** Point localization data **
· · · · ·

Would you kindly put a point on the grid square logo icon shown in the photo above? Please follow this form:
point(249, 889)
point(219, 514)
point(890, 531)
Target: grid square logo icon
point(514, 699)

· · · · ·

** WORK INSTRUCTIONS **
Copy every record above exactly as it stands.

** EXERCISE SOLUTION **
Would you kindly put a point on the grid square logo icon shown in the photo above? Please follow this form:
point(249, 889)
point(219, 514)
point(890, 531)
Target: grid square logo icon
point(514, 699)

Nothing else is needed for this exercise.